PAGE EXTRACT:
---
Verse 19. Serving the Lord. In the discharge of the appropriate duties of his apostolic office, and in private life. To discharge aright our duties in any vocation is serving the Lord. Religion is often represented in the Bible as a service rendered to the Lord.

With all humility. Without arrogance, pride, or a spirit of dictation; without a desire to "lord it over God's heritage;" without being elated with the authority of the apostolic office, the variety of the miracles which he was enabled to perform, or the success which attended his labours. What an admirable model for all who are in the ministry, for all who are endowed with talents and learning, and for all who meet with remarkable success in their work. The proper effect of such success, and of such talent, will be to produce true humility. Eminent success in the work of the ministry tends to produce lowliness and humbleness of mind; and the greatest endowments are usually connected with the most simple and childlike humility.

And with many tears. Paul not unfrequently gives evidence of the tenderness of his heart, and his regard for the souls of men, and his deep solicitude for the salvation of sinners, Ac 20:31; Php 3:18; 2 Co 2:4. The particular thing, however, here specified as producing weeping, was the opposition of the Jews. But it cannot be supposed that those tears were shed from an apprehension of personal danger. It was rather because the opposition of the Jews impeded his work, and retarded his progress in winning souls to Christ. A minister of the gospel will

(1.) feel, and deeply feel, for the salvation of his people. He will weep over their condition when he sees them going astray, and in danger of perishing, He will

(2.) be especially affected with opposition, because it will retard his work, and prevent the progress and the triumph of the gospel. It is not because it is a personal concern, but because it is the cause of his Master.
---
WHAT YOU NEED TO DO:
1/ In the Verse 19 commentary, copy the passage from "(2.) be especially" to "of his Master." word for word.
2/ According to the Verse 19 commentary, what particular thing is specified as producing Paul's weeping?
3/ Write the next part of the Verse 19 commentary, starting after its final sentence.

INFORMATION GIVEN:
---
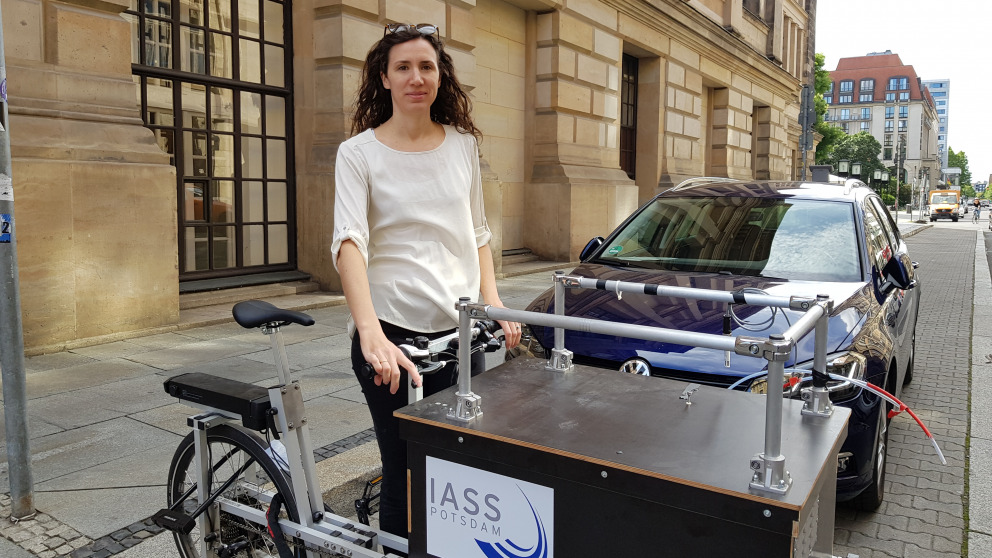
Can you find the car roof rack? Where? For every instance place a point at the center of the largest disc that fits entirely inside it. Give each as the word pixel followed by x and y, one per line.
pixel 852 183
pixel 691 182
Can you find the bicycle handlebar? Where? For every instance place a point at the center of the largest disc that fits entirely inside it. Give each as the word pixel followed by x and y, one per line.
pixel 423 351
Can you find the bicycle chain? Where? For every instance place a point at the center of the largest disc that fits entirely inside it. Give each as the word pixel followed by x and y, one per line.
pixel 257 533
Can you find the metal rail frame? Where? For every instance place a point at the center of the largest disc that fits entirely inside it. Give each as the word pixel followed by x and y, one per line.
pixel 768 467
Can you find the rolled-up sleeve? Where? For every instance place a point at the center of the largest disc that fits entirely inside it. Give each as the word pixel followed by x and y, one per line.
pixel 482 233
pixel 351 202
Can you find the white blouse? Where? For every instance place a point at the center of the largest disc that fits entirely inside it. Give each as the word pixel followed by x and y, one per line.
pixel 418 220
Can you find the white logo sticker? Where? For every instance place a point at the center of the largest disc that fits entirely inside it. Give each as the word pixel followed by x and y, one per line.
pixel 477 514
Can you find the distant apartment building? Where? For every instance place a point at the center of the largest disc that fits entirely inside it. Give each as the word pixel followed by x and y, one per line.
pixel 940 90
pixel 880 95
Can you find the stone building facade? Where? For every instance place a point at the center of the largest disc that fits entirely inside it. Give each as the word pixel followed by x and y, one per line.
pixel 162 141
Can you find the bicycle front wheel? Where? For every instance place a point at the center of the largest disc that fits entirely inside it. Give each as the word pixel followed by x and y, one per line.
pixel 232 452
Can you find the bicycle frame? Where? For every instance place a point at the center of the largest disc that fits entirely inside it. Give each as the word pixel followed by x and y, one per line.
pixel 324 530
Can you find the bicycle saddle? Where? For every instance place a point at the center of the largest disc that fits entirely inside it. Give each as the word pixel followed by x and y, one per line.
pixel 256 313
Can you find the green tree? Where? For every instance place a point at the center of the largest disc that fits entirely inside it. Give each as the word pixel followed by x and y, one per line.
pixel 860 148
pixel 959 159
pixel 831 134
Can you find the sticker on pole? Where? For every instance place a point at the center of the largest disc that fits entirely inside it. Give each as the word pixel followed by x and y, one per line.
pixel 477 514
pixel 6 228
pixel 6 188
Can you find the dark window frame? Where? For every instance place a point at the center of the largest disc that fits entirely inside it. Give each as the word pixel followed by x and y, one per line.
pixel 174 134
pixel 628 115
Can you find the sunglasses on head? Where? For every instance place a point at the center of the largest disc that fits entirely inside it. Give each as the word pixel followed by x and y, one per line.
pixel 423 28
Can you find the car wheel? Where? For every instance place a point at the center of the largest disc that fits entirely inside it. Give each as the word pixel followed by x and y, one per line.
pixel 912 358
pixel 872 497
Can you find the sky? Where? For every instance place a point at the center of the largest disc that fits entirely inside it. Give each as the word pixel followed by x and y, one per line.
pixel 940 40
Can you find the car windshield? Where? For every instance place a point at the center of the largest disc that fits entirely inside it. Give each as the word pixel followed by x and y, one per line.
pixel 784 238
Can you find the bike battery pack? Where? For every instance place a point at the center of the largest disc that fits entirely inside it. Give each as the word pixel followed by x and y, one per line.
pixel 248 400
pixel 174 521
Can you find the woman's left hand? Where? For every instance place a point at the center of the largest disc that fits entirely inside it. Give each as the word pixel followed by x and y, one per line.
pixel 511 330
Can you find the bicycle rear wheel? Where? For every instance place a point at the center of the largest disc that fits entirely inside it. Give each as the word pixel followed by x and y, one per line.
pixel 231 453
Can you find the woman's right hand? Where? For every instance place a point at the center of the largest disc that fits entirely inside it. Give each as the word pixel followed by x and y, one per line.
pixel 388 361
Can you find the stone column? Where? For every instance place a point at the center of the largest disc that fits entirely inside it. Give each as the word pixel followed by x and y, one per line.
pixel 577 189
pixel 96 197
pixel 685 118
pixel 731 130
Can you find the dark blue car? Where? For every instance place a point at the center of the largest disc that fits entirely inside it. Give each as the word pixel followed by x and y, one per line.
pixel 780 238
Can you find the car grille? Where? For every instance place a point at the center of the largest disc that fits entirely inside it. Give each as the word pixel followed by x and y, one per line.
pixel 717 380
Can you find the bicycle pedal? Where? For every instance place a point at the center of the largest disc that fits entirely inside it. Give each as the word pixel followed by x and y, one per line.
pixel 174 521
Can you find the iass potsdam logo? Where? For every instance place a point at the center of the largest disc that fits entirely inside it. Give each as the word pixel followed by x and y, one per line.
pixel 477 514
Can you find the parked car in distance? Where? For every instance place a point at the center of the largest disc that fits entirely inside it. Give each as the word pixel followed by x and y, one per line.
pixel 945 204
pixel 781 238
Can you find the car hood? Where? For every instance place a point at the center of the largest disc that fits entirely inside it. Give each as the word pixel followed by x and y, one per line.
pixel 851 301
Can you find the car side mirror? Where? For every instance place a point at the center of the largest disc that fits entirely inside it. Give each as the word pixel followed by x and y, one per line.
pixel 900 271
pixel 590 248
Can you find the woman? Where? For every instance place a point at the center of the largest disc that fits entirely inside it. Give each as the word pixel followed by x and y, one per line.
pixel 410 234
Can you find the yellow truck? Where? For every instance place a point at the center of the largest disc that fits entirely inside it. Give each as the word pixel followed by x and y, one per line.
pixel 945 204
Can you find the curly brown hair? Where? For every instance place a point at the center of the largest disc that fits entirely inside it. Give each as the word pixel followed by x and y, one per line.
pixel 375 106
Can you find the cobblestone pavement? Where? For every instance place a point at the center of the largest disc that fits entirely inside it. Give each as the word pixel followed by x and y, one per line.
pixel 46 537
pixel 923 511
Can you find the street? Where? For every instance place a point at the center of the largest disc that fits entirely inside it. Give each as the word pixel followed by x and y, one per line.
pixel 925 513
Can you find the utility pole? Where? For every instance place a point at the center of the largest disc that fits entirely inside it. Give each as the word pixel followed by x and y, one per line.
pixel 807 119
pixel 895 161
pixel 11 330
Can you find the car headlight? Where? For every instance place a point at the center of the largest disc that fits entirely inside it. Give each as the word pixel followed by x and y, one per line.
pixel 798 379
---
ANSWERS BELOW:
1/
(2.) be especially affected with opposition, because it will retard his work, and prevent the progress and the triumph of the gospel. It is not because it is a personal concern, but because it is the cause of his Master.

2/ The opposition of the Jews.

3/
And temptations. Trials, arising from their opposition. We use the word temptation, in a more limited sense, to denote inducements offered to one to lead him into sin. The word in the Scriptures most commonly denotes trials of any kind.

Which befell me. Which happened to me; which I encountered.

By the lying in wait, etc. By their snares and plans were designed to blast his reputation, and to destroy his usefulness.

{e} "humility" 1 Co 15:9,10 {f} "many tears" Php 3:18 {g} "temptations" 2 Co 4:8-11 {&} "temptations" "trials"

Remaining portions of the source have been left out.